AIM
Reproduce all of the material below, swapping every "Locations" for "Coordinates" and changing nothing else. Leave the pictures out of your answer.

-------- RECORDS SHOWN

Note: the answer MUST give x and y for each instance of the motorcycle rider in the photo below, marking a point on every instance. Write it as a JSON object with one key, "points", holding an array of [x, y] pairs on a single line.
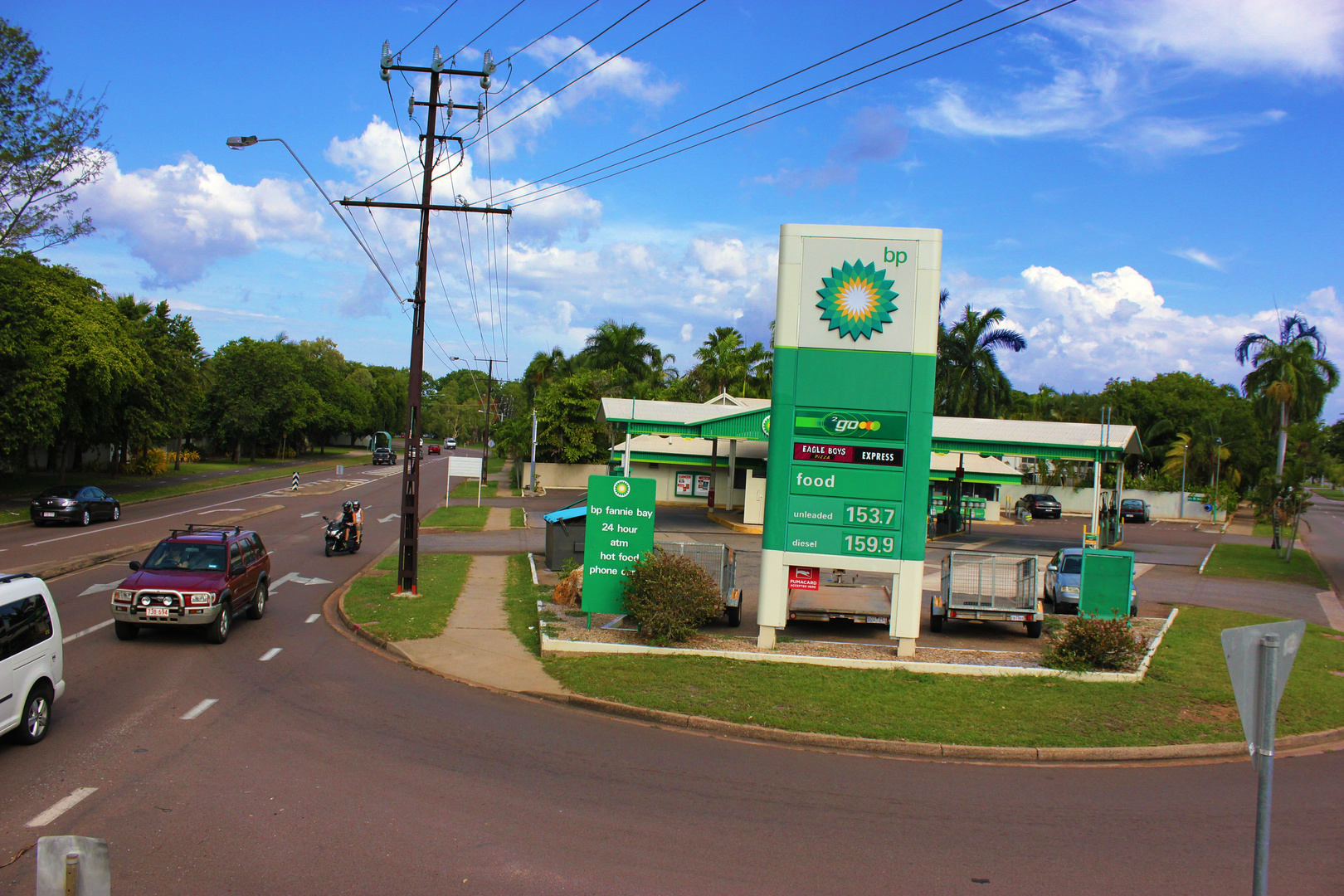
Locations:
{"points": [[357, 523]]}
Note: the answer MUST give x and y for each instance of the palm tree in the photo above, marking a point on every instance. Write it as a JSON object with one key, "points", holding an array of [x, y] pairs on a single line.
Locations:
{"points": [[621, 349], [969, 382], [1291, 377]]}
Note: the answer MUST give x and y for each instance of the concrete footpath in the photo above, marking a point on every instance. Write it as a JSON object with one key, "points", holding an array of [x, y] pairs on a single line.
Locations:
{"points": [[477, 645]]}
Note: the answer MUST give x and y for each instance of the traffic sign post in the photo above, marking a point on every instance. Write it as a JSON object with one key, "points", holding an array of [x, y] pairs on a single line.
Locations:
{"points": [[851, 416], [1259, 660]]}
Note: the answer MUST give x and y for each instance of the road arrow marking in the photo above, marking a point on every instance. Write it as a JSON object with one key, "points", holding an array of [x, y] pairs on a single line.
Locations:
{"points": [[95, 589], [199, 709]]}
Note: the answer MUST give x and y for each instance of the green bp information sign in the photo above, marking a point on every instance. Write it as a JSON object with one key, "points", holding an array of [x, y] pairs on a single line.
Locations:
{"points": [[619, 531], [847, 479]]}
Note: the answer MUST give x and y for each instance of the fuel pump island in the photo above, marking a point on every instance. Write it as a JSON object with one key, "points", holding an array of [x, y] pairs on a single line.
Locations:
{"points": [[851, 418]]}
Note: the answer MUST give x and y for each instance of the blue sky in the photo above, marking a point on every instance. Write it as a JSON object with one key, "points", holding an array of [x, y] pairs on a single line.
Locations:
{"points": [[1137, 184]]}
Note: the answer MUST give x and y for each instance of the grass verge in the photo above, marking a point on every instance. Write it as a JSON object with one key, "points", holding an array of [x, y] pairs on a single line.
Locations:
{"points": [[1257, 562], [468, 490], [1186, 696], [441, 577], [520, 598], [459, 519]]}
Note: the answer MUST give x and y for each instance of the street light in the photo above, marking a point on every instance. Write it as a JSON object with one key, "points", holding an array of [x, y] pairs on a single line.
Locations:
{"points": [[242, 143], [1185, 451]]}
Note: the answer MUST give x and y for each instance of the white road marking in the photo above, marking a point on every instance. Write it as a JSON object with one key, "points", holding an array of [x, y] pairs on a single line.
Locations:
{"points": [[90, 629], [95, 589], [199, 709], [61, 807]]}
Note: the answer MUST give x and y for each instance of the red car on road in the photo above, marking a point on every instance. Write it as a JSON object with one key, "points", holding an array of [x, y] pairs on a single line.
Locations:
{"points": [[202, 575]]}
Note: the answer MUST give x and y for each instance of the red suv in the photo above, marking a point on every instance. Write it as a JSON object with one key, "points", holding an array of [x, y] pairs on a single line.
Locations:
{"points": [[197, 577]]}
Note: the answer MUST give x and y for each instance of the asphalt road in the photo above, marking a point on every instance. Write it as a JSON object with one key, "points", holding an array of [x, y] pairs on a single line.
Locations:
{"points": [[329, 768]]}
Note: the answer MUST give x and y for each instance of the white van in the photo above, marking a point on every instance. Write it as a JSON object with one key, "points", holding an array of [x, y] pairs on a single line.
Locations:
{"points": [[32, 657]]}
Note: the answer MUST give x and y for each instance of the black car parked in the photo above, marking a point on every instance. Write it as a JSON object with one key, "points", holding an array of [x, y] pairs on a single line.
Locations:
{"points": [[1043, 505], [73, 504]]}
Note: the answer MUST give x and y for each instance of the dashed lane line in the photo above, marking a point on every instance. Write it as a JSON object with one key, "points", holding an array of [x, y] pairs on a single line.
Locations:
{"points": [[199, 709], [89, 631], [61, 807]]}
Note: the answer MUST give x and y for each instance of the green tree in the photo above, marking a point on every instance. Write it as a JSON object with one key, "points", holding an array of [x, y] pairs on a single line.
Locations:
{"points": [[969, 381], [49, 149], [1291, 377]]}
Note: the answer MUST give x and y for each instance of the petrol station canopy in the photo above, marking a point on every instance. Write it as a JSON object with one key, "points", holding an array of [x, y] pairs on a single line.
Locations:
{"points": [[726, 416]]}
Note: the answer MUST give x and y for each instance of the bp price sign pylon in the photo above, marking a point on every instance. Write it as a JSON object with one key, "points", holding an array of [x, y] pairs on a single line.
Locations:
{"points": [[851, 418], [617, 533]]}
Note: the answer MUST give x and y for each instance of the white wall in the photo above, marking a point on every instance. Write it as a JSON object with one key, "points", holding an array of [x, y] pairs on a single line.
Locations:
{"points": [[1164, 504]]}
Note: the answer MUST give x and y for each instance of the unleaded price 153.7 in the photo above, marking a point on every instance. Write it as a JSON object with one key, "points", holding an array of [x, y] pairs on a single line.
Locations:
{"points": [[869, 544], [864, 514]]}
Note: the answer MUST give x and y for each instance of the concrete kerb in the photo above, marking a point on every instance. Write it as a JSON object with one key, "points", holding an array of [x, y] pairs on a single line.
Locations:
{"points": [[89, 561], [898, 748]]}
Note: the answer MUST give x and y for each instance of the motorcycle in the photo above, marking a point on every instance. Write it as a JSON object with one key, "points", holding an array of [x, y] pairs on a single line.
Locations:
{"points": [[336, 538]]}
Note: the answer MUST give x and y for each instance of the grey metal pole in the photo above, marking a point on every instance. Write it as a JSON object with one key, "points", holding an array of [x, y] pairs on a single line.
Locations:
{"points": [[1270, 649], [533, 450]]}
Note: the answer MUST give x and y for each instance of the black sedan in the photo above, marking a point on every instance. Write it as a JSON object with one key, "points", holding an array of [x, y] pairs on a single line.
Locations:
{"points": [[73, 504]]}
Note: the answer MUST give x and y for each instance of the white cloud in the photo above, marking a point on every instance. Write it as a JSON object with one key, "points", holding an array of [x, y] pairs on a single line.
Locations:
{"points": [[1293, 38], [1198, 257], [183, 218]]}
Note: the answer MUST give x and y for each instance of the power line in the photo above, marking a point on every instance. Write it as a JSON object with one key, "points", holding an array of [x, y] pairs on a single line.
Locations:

----------------

SOLUTION
Note: the answer MUST give x and y for each instance of the motorcycle rider in the photo below, marking a point on every instance. Write it as a JSON object with one key, "points", holding an array of [x, y] pairs on a single line.
Coordinates:
{"points": [[357, 523]]}
Note: the answer MUST give x and y for each instance of the palm tree in the photo above, marking a point on every instance. Write it as a JSON object with one key, "points", holding an array of [x, y] pairs on a single line.
Coordinates:
{"points": [[621, 349], [969, 382], [1291, 377]]}
Note: the answer MUST give x and y for each instance of the concrete footpath in the photo above, marking a point on every instance. Write it as a JSON object with one key, "points", holding an array of [x, y] pairs on a single line.
Coordinates:
{"points": [[477, 645]]}
Note: the answer MUST give x and y for each instance of the traffic sign post in the photo above, marking a point on every instance. Write it as a JSON object with one key, "points", holding an array of [x, y] pairs on a single line.
Coordinates:
{"points": [[851, 416], [1259, 660]]}
Note: the answer MUST give x and y for each instance of the road arrow marking in the photo above, marking a point on every instance. Write it as a JSON object with one key, "points", holding an array of [x, y] pairs on a single line.
Coordinates:
{"points": [[95, 589], [199, 709]]}
Note: the answer MUST give x and y for each instance of the green bp information sign in the photo above, marking a point on every instance. Write it as a JSON object with one key, "points", holding an array of [x, y] pairs on a single line.
Coordinates:
{"points": [[619, 531], [847, 479]]}
Note: the answer MUST give x and y for each instance of the fuel pump island in the photo above, marking a point on every instance. Write it as a JSON object with one key, "points", holding an array of [x, y] pairs on a single line.
Coordinates:
{"points": [[851, 418]]}
Note: the answer MUST give x and y for each instance of the blue sky in the photo above, marking a point on every instance. Write it as a JSON object with one key, "points", holding an array of [x, y] pairs on a single line.
Coordinates:
{"points": [[1137, 184]]}
Note: the answer MUST give x and y for each instance of the grass verge in the photo above, marking a point on every instance. Write it as a JSON object with one key, "points", holding an array of [x, y] pairs on a single line.
Coordinates:
{"points": [[1257, 562], [468, 490], [1186, 696], [441, 577], [520, 598], [459, 519]]}
Note: the answer MUST give x and y for each instance of the street light in the photo above, marking a point on every instance. Write it as a JSON object with one key, "points", holding an array of [x, y] pairs on a single line.
Coordinates:
{"points": [[242, 143], [1185, 451]]}
Note: the answer MUST give x and y for each instance of the white road marking in the photo above, marking a point on every instance. Write it as a JSON object with one key, "points", holding an array of [x, y] pairs on a single line.
Coordinates:
{"points": [[90, 629], [95, 589], [199, 709], [61, 807]]}
Note: the answer MUST give x and y for each instance of the red car on road in the photo above, marking a point on every instance. Write it as a JSON object with one key, "points", holding an array of [x, y] pairs on a single line.
Coordinates:
{"points": [[202, 575]]}
Note: the answer MUST give x and y for each instance of the red suv in the photo above, marking a point on every instance. Write it as a JSON object with one key, "points", holding an array of [x, y] pairs on a single line.
Coordinates:
{"points": [[197, 577]]}
Note: the answer MUST give x and y for each instance of the asphalt road in the photo above, marking a point on every instance. Write it as a JSON object with one key, "points", holding an array of [x, y] pairs on a single line.
Coordinates:
{"points": [[329, 768]]}
Note: the answer MUST give x and y for each instance of the white van in the photo above, marking a point on every instance. Write it as a JSON object with one key, "points", holding an array of [x, y] pairs on a single line.
Coordinates:
{"points": [[32, 657]]}
Note: the answer MUST give x and y for each instance of the black car parked in the photo above, marking a point on every instance. Write it as a JSON object with one key, "points", holding an array of [x, y] pairs on a single line.
Coordinates:
{"points": [[1043, 505], [73, 504]]}
Note: the answer MUST give x and y for each instance of the dashed lane line in the photo above, marking a point on every instance. Write it as a JSON object with one key, "points", holding an array of [x, y] pairs on a single line.
Coordinates:
{"points": [[199, 709], [89, 631], [61, 807]]}
Note: the answer MUST give x and y for each instance of the green tree in the photo above, marking a point on every instance. Write it as a JSON object with one key, "points", holding an array of [x, y] pairs on a single line.
Coordinates:
{"points": [[969, 381], [49, 149], [1291, 377]]}
Note: the answer MUST give x and y for each instance of the petrol station canopy in the photo above, marking a point on every instance. Write it as a JSON object with one key, "points", holding an array of [x, y] pairs on a single line.
Coordinates:
{"points": [[726, 416]]}
Note: the answer MUST give x and y for each instance of the bp price sign pylon in the photo above, marking a point on every instance. Write it as a JSON object with one key, "points", holding an array of [x, y] pairs on a single line.
Coordinates:
{"points": [[851, 418], [617, 533]]}
Note: the answer MUST give x and y for each instance of the white wall in the photo above, marking a point on every instance. Write it as a JSON object with one key, "points", holding an array of [x, y] pairs on a single line.
Coordinates:
{"points": [[1164, 504]]}
Note: the answer MUST give x and y for each instance of the unleaded price 153.7 in the photo above, marking a point on every instance. Write it as a JSON object with one key, "points", holding an array of [x, y] pairs on a single line.
Coordinates:
{"points": [[869, 544], [864, 514]]}
Note: the answer MUST give x and y for each instance of the concrete kerb in the photo above, marking a point on every instance. Write it as a JSON object with one key, "points", holding an array of [x, y] pairs on a single line.
Coordinates:
{"points": [[89, 561], [898, 748]]}
Note: the answer MUST give x and y for each instance of the motorcycle in the photo above, marking a point on every instance. Write it as a JSON object with one key, "points", holding an array of [x, y] pairs on a single line.
Coordinates:
{"points": [[336, 538]]}
Note: the answer MUST give x and y for each instance of the grey metal pole in the photo above, marking a point on every instance. Write it as a JSON object with one key, "points", holding an array of [x, y] pairs on a single line.
Coordinates:
{"points": [[1270, 649], [533, 450]]}
Note: the answer MUST give x and y for each instance of the black sedan in the photo above, marking a point on every instance. Write it as a JSON object with one key, "points", holding an array of [x, y] pairs on a single line.
Coordinates:
{"points": [[73, 504]]}
Note: the answer MUST give x and y for each instance of the white cloud in the photo above, marking a point on every instance. Write it as a JSON object with one key, "points", holding an array of [x, y] pairs on a single line.
Coordinates:
{"points": [[1293, 38], [1198, 257], [183, 218]]}
Note: the answer MUST give x and y for each instance of the power line in the photo above, marking a point on every instance. Write it as a JSON object with one key, "points", holding an array of [x, y] pairs on a single line.
Coordinates:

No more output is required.